◆ REQUIRED ACTION 1
In the skin condition account, how long does the full cycle of the lesions take?
◆ REQUIRED ACTION 2
For each statement, say yes or no based on the skin condition account, and quote the words that decide it.
(a) The dermatologist suggested sunbathing without sunscreen.
(b) A medical UV treatment box was installed in the writer's home.
(c) The writer is pretty much fine during the warmer, sunny months.
◆ REQUIRED ACTION 3
Write a continuation of the skin condition account, starting after its last sentence.

Definitely the first outbreak was the worst, but I've had a couple other pretty bad ones since then as well.  The big difference is now that I'm aware of my own triggers and always keep an eye open for the very earliest signs, I feel like I have some control over it and at any sign of lesions whatsoever, I start treatment immediately.  It doesn't get resolved immediately, unfortunately, because the lesions seem to need to go through some sort of full cycle (which takes at least a month), but these days I'm pretty adept at keeping it under control.  At one point, my dermatologist and I had talked with each other and with my health insurance company about installing a medical UV treatment "box" in my home (that's how frequently I've needed to go to his office for treatment!), but so far, so good.  Things haven't gotten *that* bad *that* regularly.

Instead, nowadays I spent quite a bit of time sunbathing.  With no sunscreen.  At first, I thought my dermatologist had lost his mind when he suggested I do that because we are always told to use sunscreen, limit our time in the sun, keep our skin covered, etc.  I was, of course, concerned about getting skin cancer.  He said that the sun's damaging effect on most people is that it thins the skin, which is precisely what my body needs because it produces too much skin.  He said that instead of the sun's causing my skin to become abnormal, that I'm so far out on the other end of the spectrum it brings my skin back to normal.  So during the warmer, sunny months I'm pretty much fine because I make sure to spend a lot of time in the sun.  Every year, though, I muscle my way through the last half of winter, becoming increasingly desperate for strong sunshine as I slowly have to work harder and harder to keep this beast at bay.  If you see someone downtown laying out in public view in a small 2-piece bathing suit during lunchtime on the year's first real warm days, there's a good chance that's me.  Yep, I become that desperate.  If in the future, the struggle to make it through the winter becomes overly difficult, I'll probably end up moving to a warmer climate just so I can have enough sun year round.

◆ ENTRIES SHOWN

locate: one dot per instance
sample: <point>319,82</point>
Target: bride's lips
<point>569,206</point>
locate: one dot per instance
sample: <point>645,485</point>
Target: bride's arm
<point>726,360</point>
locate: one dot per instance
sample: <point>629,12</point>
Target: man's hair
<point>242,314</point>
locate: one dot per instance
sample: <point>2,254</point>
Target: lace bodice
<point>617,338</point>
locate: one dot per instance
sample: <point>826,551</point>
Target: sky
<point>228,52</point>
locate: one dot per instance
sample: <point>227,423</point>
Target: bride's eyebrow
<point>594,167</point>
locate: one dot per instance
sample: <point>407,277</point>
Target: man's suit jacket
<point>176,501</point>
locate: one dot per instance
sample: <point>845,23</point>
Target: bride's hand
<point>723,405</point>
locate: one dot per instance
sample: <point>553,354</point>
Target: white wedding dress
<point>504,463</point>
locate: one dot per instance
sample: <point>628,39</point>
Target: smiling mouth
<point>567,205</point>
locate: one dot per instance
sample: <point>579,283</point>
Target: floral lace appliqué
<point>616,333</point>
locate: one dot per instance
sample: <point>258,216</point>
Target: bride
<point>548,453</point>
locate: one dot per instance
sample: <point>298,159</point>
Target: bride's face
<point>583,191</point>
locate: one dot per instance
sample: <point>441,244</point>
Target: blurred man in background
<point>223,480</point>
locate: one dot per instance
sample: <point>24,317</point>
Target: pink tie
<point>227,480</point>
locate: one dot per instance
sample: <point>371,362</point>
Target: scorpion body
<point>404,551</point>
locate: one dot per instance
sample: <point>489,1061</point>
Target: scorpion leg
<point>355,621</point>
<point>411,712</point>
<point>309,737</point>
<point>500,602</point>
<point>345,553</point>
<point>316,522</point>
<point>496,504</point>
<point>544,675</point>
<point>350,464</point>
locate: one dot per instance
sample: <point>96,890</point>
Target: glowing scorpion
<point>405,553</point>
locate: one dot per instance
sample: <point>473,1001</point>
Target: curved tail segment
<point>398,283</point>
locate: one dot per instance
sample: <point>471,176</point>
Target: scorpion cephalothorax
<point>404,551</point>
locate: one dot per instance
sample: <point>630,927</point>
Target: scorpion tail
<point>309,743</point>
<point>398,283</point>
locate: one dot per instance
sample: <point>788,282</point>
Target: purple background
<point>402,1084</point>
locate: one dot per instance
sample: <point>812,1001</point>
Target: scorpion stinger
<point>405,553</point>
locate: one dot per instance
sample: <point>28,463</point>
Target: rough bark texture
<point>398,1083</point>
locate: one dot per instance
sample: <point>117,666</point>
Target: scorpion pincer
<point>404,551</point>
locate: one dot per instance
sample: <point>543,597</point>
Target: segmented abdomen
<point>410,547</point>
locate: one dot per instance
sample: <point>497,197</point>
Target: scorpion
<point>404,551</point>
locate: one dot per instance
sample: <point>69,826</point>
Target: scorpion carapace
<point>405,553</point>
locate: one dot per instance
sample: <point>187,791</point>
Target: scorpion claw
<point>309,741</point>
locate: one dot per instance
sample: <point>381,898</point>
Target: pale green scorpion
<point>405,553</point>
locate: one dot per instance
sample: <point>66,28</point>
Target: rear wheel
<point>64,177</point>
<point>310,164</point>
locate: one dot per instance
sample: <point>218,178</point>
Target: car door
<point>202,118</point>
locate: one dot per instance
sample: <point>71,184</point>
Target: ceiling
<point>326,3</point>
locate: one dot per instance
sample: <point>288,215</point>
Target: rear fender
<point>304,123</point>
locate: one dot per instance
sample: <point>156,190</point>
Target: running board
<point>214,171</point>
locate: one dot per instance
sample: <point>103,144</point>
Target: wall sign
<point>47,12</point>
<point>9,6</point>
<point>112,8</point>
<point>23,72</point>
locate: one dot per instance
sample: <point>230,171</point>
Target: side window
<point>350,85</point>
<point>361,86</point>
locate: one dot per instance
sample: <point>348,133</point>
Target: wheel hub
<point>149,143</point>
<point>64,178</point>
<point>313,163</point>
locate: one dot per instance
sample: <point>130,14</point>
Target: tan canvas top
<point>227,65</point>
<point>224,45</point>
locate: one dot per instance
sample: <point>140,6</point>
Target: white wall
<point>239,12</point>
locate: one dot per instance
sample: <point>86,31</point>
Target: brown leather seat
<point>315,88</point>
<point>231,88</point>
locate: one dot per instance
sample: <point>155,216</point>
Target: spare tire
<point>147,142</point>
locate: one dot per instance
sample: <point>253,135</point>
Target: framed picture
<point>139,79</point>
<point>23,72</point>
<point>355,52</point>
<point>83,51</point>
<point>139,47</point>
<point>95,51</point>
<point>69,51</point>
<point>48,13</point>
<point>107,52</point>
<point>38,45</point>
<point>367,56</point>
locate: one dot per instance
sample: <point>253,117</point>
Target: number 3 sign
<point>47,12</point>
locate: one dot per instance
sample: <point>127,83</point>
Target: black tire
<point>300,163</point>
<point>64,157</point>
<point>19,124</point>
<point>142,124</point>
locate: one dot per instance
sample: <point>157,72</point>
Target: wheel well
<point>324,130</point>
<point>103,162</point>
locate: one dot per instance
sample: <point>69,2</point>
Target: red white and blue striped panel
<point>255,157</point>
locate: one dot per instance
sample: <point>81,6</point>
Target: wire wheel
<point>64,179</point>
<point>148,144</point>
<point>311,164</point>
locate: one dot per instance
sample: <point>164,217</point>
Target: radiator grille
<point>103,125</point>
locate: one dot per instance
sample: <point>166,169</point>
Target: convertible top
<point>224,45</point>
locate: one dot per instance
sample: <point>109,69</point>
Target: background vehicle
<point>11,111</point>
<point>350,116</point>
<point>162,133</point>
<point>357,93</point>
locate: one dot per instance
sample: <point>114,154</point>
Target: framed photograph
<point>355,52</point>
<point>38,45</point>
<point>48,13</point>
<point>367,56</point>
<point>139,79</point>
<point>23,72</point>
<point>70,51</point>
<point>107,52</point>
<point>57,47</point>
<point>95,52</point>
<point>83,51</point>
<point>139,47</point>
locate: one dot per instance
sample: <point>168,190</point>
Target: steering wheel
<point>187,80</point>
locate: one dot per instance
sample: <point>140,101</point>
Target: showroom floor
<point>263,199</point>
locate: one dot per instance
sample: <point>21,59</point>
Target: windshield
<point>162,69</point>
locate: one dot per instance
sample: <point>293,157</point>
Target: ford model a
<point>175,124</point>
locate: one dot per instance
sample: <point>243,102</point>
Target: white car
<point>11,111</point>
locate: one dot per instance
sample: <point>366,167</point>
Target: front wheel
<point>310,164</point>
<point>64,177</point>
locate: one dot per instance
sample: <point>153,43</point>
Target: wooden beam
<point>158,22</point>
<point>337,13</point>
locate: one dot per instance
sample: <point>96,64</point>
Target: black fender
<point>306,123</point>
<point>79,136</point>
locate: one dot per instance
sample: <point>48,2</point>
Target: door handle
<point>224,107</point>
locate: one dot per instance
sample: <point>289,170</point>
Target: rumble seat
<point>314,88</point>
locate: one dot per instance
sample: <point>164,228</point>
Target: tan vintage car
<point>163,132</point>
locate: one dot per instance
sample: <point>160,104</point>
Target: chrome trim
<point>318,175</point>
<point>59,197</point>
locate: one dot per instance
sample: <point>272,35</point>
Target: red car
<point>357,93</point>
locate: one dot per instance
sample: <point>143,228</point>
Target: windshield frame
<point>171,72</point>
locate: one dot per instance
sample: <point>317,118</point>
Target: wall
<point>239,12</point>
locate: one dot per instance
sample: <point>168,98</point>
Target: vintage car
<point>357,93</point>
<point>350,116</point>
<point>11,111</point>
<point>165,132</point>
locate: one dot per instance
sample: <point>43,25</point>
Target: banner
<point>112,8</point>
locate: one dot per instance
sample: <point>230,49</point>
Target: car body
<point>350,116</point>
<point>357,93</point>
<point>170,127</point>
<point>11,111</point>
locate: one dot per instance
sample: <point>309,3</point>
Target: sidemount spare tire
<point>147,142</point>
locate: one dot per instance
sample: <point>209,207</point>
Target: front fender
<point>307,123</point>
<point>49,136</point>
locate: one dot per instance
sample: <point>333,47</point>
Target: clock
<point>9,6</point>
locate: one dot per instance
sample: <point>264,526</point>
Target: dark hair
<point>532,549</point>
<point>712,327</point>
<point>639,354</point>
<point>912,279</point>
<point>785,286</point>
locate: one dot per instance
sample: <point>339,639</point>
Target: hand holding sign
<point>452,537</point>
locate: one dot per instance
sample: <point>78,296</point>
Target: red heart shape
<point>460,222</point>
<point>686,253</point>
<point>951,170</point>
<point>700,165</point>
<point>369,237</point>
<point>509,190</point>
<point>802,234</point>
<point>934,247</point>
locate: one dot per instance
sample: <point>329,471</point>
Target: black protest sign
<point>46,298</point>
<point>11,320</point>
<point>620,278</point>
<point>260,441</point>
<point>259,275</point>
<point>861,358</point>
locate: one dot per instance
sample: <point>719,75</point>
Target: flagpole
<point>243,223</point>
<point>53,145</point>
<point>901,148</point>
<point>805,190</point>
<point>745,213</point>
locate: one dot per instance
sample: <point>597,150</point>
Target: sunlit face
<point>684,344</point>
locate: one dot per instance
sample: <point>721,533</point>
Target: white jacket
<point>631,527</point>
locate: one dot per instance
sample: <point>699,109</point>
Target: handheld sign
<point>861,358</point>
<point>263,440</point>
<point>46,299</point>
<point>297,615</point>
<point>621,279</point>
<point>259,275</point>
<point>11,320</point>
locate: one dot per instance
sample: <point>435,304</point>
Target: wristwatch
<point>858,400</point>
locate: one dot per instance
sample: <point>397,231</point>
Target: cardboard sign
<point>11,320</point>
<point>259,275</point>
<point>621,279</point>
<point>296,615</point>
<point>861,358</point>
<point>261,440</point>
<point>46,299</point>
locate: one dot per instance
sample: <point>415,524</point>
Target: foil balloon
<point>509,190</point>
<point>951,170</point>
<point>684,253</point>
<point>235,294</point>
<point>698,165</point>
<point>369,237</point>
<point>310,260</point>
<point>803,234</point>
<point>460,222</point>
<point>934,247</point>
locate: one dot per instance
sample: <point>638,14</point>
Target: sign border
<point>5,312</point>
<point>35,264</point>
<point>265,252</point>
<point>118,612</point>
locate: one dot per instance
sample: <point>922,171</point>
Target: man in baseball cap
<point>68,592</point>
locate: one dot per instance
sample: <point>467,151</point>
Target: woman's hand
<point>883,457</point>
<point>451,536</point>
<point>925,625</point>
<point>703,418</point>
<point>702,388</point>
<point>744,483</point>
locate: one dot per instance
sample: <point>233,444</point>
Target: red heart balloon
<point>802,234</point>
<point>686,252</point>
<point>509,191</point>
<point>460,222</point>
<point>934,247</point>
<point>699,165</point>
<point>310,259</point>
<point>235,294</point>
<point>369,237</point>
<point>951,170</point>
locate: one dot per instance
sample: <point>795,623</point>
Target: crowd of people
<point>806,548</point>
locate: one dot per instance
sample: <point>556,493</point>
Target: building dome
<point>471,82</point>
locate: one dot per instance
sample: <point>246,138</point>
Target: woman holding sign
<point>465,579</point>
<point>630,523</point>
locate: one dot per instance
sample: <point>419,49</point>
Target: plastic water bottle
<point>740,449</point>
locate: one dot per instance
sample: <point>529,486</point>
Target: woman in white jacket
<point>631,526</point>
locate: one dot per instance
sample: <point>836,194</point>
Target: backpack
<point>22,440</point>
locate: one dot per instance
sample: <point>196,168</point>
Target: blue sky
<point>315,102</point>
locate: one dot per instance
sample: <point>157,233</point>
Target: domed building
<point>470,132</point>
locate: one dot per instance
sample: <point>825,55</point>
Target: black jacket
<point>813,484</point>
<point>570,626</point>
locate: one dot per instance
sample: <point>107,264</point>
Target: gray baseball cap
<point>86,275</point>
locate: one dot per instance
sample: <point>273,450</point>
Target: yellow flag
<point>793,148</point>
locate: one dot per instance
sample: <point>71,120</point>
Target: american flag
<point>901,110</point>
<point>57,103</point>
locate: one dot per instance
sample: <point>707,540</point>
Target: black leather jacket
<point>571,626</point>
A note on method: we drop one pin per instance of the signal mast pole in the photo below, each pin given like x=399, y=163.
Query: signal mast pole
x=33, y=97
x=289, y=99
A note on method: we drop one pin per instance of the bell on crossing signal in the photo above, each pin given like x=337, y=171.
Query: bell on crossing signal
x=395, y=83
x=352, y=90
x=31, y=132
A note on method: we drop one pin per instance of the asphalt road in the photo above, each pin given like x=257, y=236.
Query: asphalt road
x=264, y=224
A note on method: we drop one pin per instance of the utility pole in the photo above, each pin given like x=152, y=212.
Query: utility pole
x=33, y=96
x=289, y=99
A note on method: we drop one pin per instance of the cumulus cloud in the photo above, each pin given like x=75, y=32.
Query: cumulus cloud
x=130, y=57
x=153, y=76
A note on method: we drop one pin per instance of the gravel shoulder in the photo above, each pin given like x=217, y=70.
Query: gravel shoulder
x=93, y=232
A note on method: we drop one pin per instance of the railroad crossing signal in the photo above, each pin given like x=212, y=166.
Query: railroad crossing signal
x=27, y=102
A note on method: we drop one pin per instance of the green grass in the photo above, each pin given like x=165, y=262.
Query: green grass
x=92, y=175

◆ ANSWER SPACE 1
At least a month.

◆ ANSWER SPACE 2
(a) Yes: "Instead, nowadays I spent quite a bit of time sunbathing.  With no sunscreen.  At first, I thought my dermatologist had lost his mind when he suggested I do that"
(b) No: "but so far, so good.  Things haven't gotten *that* bad *that* regularly."
(c) Yes: "So during the warmer, sunny months I'm pretty much fine"

◆ ANSWER SPACE 3
Why am I mentioning all of this now?  Well, because after the trip to DC that proved to be somewhat of a stress to my system, I had an acute outbreak of the guttate psoriasis covering my entire back.  Remember I came home, slept a ton of hours, and then could barely function the next day?  It was that next morning I woke up with it, and it was quite depressing.  Being the end of winter, I was already fussing with a few relatively mild lesions starting to make their appearance, but the stress on my body of the trip apparently put those T-cells over the edge.  

I doubt it's a coincidence that I have both of these guttate psoriasis and colitis issues, but I'm very intrigued about how they may be related.  Is there an actual connection between them or is my immune system just so inherently messed up that I'm going to keep becoming inflicted with weird ailments and having to figure out ways to deal with them?  It's one of my top "I wonder. . . " questions.


  1. Ugh! I hate that this happened again! My father has psoriasis, I'm not sure what kind. But like you the sun is the only thing that helps him. He even has a tanning bed in his house for if it flares up in the winter time and can't be controlled. Since he goes to FL in the winters for a little while now it helps so much. Also, the only natural way for your body to get vitamin D Is the SUN (or Cod liver oil), so it's ok to be in it with no sunscreen! I always thought to myself, what's worse, the sun? or the chemicals in the sunscreen!?

    1. Wait a second - doesn't your father deal with GI issues as well that are a bit like mine?! Hmmm. . . Anyway, I'm happy that he can get relief from the sun too!

      My friend's husband who has Crohn's ended up also developing an auto-immune condition whereby blisters continually form on his eyeballs. No cure, no real treatment other than eye lubrication to keep them from hurting too much.